(本文ブロック):

ムロツヨシと夫婦役のミツカン「味ぽん」から最近よく流れる「アメリカン・エキスプレス」まで、CM契約が6本となった女優・野村麻純。本人は独身の31歳ながら、CMでは子どもがいるママ役がほとんど。そして、溢れる笑顔が印象的だ。デビューから11年、20代後半には行き詰まりも感じたが、30代になって見えてきたものがあるという。

「地元の友だちに似てる」とよく言われます

――ミツカン「味ぽん」のCMは2019年からのシリーズで、結構長くなりました。

野村 そんなにやっていたんですね。CMはだいたいオーディションがあって、「味ぽん」のときは唐揚げを食べて「あっ、おいしい!」と思っていたら、受かった感じでした。

――しゃぶしゃぶ篇でも目を細めておいしそうな表情を見せています。

野村 普通に食べていたら、そうなりました。毎回撮影が決まると「またおいしいものが食べられる!」と思って、喜んで行きます。私はお肉も野菜も好きなので、何カットでも食べられて(笑)。

――ムロツヨシさん、子役の宝辺花帆美さんとの撮影現場も、回を重ねただけに和やかですか?

(表示データ):
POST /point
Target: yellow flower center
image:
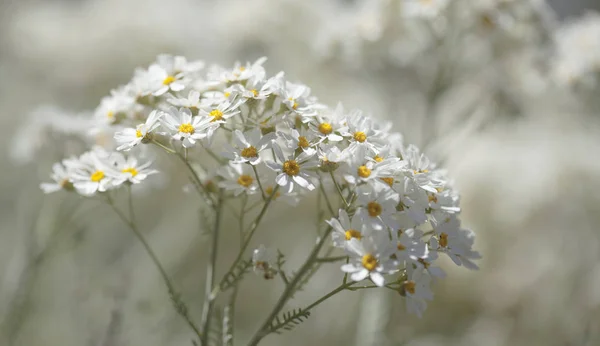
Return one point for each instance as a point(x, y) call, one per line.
point(168, 80)
point(291, 167)
point(363, 171)
point(443, 240)
point(216, 114)
point(132, 170)
point(249, 152)
point(409, 286)
point(97, 176)
point(374, 209)
point(360, 136)
point(432, 198)
point(303, 142)
point(389, 181)
point(352, 233)
point(269, 192)
point(245, 180)
point(325, 128)
point(187, 128)
point(369, 262)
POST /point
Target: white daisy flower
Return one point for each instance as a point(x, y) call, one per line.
point(417, 291)
point(61, 176)
point(188, 128)
point(293, 170)
point(238, 178)
point(130, 170)
point(130, 137)
point(344, 228)
point(248, 146)
point(378, 206)
point(369, 258)
point(90, 174)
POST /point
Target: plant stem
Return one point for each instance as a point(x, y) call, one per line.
point(177, 303)
point(264, 330)
point(210, 273)
point(244, 246)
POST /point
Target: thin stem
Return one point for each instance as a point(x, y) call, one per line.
point(177, 303)
point(331, 259)
point(245, 244)
point(262, 191)
point(326, 198)
point(337, 186)
point(210, 273)
point(329, 295)
point(264, 330)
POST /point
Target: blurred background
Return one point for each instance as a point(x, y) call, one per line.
point(503, 93)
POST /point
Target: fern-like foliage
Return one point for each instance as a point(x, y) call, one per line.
point(288, 320)
point(232, 277)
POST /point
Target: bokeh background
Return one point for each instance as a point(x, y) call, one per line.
point(522, 149)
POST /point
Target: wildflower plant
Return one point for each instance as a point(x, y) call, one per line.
point(388, 213)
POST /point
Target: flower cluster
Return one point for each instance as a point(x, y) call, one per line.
point(392, 212)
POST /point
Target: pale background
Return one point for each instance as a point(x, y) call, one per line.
point(529, 190)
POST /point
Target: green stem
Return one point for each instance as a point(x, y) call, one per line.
point(177, 303)
point(265, 329)
point(210, 273)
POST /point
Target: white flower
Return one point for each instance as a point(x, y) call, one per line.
point(130, 137)
point(90, 174)
point(345, 229)
point(416, 290)
point(378, 206)
point(239, 178)
point(423, 8)
point(61, 177)
point(248, 146)
point(188, 128)
point(293, 170)
point(130, 170)
point(369, 257)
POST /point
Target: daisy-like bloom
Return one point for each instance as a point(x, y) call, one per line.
point(361, 133)
point(345, 229)
point(456, 242)
point(238, 178)
point(378, 206)
point(188, 128)
point(61, 176)
point(167, 74)
point(248, 146)
point(130, 137)
point(328, 128)
point(296, 140)
point(91, 175)
point(417, 291)
point(422, 169)
point(370, 257)
point(263, 259)
point(130, 170)
point(423, 8)
point(293, 170)
point(221, 112)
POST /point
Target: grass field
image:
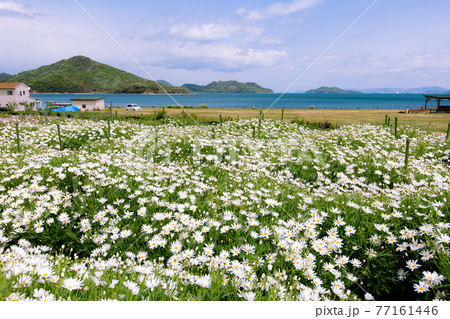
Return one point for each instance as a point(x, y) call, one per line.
point(247, 210)
point(434, 122)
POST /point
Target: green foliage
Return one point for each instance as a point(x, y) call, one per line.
point(11, 106)
point(227, 87)
point(80, 74)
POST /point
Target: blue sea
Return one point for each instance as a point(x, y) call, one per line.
point(247, 100)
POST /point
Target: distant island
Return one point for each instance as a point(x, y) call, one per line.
point(331, 90)
point(4, 75)
point(227, 87)
point(80, 74)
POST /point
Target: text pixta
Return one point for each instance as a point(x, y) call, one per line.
point(337, 311)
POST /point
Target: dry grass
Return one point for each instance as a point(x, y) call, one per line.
point(436, 122)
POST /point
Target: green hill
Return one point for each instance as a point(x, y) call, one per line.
point(80, 74)
point(335, 90)
point(227, 87)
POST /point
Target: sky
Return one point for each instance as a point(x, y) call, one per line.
point(279, 44)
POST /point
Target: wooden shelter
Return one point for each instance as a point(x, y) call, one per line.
point(438, 98)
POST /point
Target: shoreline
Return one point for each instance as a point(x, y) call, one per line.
point(437, 122)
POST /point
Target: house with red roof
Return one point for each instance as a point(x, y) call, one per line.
point(15, 92)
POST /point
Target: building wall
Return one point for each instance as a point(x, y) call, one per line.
point(90, 105)
point(20, 95)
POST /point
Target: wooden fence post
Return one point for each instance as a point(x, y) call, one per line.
point(407, 152)
point(59, 136)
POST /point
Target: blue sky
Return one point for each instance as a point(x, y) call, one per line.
point(398, 43)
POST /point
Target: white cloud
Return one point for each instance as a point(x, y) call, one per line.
point(204, 32)
point(12, 9)
point(281, 9)
point(12, 6)
point(220, 57)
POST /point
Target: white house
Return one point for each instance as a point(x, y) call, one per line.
point(89, 103)
point(16, 92)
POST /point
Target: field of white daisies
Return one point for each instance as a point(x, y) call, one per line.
point(115, 210)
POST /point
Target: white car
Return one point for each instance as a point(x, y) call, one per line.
point(133, 107)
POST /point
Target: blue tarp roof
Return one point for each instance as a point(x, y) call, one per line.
point(68, 108)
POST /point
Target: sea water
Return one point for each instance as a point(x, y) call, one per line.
point(250, 100)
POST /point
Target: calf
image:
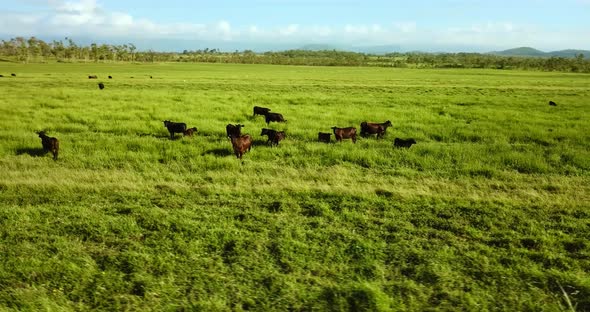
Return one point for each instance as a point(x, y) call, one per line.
point(345, 133)
point(174, 127)
point(260, 110)
point(324, 137)
point(369, 128)
point(274, 137)
point(190, 131)
point(276, 117)
point(240, 144)
point(49, 144)
point(233, 130)
point(406, 143)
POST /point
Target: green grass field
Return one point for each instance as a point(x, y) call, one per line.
point(490, 210)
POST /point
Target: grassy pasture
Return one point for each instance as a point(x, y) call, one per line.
point(490, 210)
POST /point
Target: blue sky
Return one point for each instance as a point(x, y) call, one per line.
point(446, 25)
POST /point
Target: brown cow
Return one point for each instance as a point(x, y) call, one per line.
point(233, 130)
point(49, 144)
point(324, 137)
point(240, 144)
point(345, 133)
point(190, 131)
point(369, 128)
point(260, 110)
point(406, 143)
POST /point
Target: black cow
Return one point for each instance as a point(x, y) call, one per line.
point(240, 144)
point(276, 117)
point(233, 130)
point(406, 143)
point(345, 133)
point(274, 137)
point(49, 144)
point(174, 127)
point(260, 110)
point(369, 128)
point(324, 137)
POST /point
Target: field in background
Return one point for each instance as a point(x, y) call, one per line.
point(489, 210)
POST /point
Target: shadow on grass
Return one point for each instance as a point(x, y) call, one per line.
point(220, 152)
point(32, 151)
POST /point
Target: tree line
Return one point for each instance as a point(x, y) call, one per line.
point(36, 50)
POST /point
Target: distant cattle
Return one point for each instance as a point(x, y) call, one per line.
point(345, 133)
point(49, 144)
point(233, 130)
point(324, 137)
point(240, 144)
point(190, 131)
point(276, 117)
point(260, 110)
point(406, 143)
point(369, 128)
point(274, 137)
point(174, 127)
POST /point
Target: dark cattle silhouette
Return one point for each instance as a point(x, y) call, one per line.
point(260, 110)
point(370, 128)
point(274, 137)
point(345, 133)
point(233, 130)
point(49, 144)
point(174, 127)
point(406, 143)
point(190, 131)
point(324, 137)
point(276, 117)
point(240, 144)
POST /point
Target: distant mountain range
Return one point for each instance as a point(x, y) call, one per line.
point(523, 51)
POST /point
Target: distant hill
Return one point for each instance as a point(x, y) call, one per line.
point(531, 52)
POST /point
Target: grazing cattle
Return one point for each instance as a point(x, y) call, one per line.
point(407, 143)
point(274, 137)
point(324, 137)
point(260, 110)
point(240, 144)
point(190, 131)
point(345, 133)
point(174, 127)
point(369, 128)
point(49, 144)
point(276, 117)
point(233, 130)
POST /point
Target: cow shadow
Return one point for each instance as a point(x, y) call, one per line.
point(31, 151)
point(219, 152)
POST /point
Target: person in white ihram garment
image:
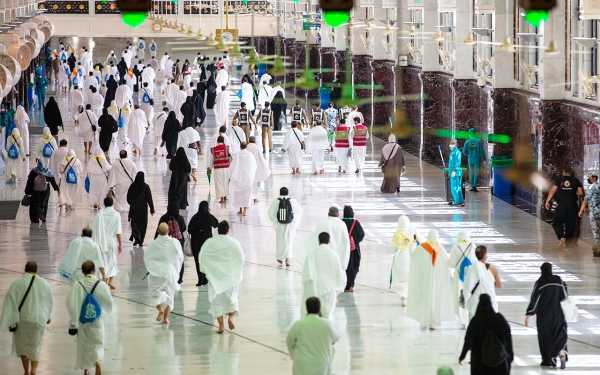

(取り組む作業):
a. 野村麻純のインタビューによると、彼女のCM契約は何本になったか。
b. 野村麻純のインタビューから、「野村 そんなにやっていたんで」で始まり「カットでも食べられて(笑)。」で終わる箇所を一字も変えずに出力せよ。

(回答内容):
a. 6本。

b.
野村 そんなにやっていたんですね。CMはだいたいオーディションがあって、「味ぽん」のときは唐揚げを食べて「あっ、おいしい!」と思っていたら、受かった感じでした。

――しゃぶしゃぶ篇でも目を細めておいしそうな表情を見せています。

野村 普通に食べていたら、そうなりました。毎回撮影が決まると「またおいしいものが食べられる!」と思って、喜んで行きます。私はお肉も野菜も好きなので、何カットでも食べられて(笑)。